Think of an object with a mass exceeding that of the Sun, squeezed into a volume of a sphere with the radius of a city like Bloemfontein. This very dense, compact object, known as a pulsar, is also a great source of energy. According to Physics Professor, Prof Pieter Meintjes, this pulsar (neutron star produced in supernova explosion) is also a key element of a recently submitted paper in Nature Astronomy.

Prof Meintjes and Dr Brian van Soelen, Senior Lecturer, both from the Department of Physics at the University of the Free State (UFS), were part of the High Energy Stereoscopic System (H.E.S.S.) collaboration of 220-plus scientists worldwide who worked on the paper Resolving the Crab pulsar wind nebula at tera-electronvolt energies, published in the prestige journal Nature Astronomy. 

According to Prof Meintjes, the fact that the paper was accepted for publication in Nature Astronomy testifies of the importance of this finding in the high-energy astrophysics community.

Powerful generators of electricity

He elaborates on the study: “The name pulsar originates from the fact that rotating neutron stars produced in supernova explosions produce beams of radiation, much like a lighthouse. Every time the beam intersects the observer’s line of sight, the observer receives a pulse of radiation.”

“As a result of this enormous mass squeezed into a small volume, these objects have the same density as that of an atomic nucleus. These objects (very dense pulsars) spin very rapidly and have enormous magnetic fields; for example, the pulsar at the centre of the Crab Nebulae spins around its axis once every 33 milliseconds (millisecond: one thousandth of a second) and possesses a magnetic field strength of the order of one tera-Gauss (tera – million x million). For comparison, the average strength of the Earth’s magnetic field is 0.5. Gauss and the magnetic field strength on the Sun ranges between 1 000 and 4 000 Gauss.”

§ Dataset
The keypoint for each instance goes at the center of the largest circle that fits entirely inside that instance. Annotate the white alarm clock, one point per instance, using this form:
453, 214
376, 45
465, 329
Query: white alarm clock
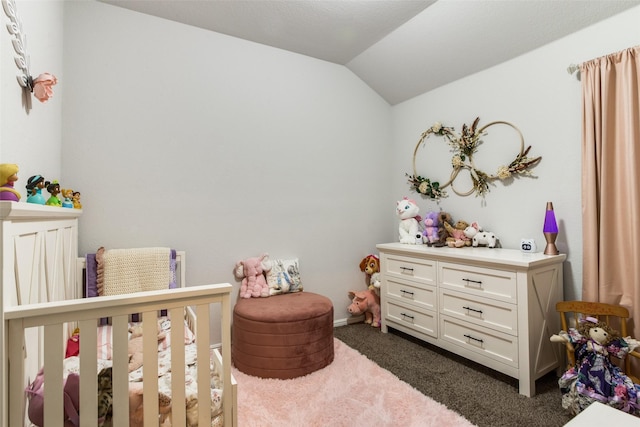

§ Exercise set
• a. Translate this sentence from the pulsar article into Spanish: "The name pulsar originates from the fact that rotating neutron stars produced in supernova explosions produce beams of radiation, much like a lighthouse."
• b. Write a continuation of the pulsar article that begins right after its last sentence.

§ Response list
• a. El nombre púlsar proviene del hecho de que las estrellas de neutrones en rotación producidas en explosiones de supernova emiten haces de radiación, de forma muy parecida a un faro.

• b.
“Because of this very super-strong rapid-spinning magnet, enormous electric fields are induced that can accelerate particles such as electrons and protons to energies in excess of one tera-electronvolt (optical light that are emitted by an ordinary lightbulb has energies of the order of one electronvolt).”

Prof Meintjes continues: “This means that these fast-rotating neutron stars are extraordinary powerful generators of electricity, which fills the surrounding cloud (supernova remnant) with super-high energy-charged particles that can produce, in turn, very high energy gamma rays through various processes such as synchrotron radiation and inverse-Compton radiation, to name a few.”

H.E.S.S. collaboration 

Above one tera-electronvolt, the gamma rays are detected by huge ground-based telescopes such as H.E.S.S., utilising the Earth’s atmosphere.

“When these high-energy gamma rays enter the atmosphere, they produce showers of super-relativistic particles that produce Cherenkov light – detected by the telescope. The technique is called the Atmospheric Cherenkov Technique (ACT).”

HESS
The High Energy Stereoscopic System. (Photo: Supplied)

“The H.E.S.S. gamma-ray collaboration is but one collaboration that has studied this source intensively over the past couple of decades or so.  Being the most powerful gamma-ray telescope facility currently operational, very careful analysis of the data managed to reveal that the gamma-ray emitting region inside the nebula is about 10 times bigger in size than the region where the x-rays are emitted within the nebula.” 

“This has solved a long-standing question as to how big the gamma-ray emitting region within these supernova remnants are, compared to the region where the x-rays, for example, originates,” says Prof Meintjes. 

Both Prof Meintjes and Dr Van Soelen are members of this prestigious H.E.S.S. collaboration. Their participation in this project, together with scientists from universities such as the University of Oxford, the University of Leicester, and the University of Bordeaux, opens up valuable research opportunities for UFS postgraduate students to enter the international stage and interact with the best scientists in the world.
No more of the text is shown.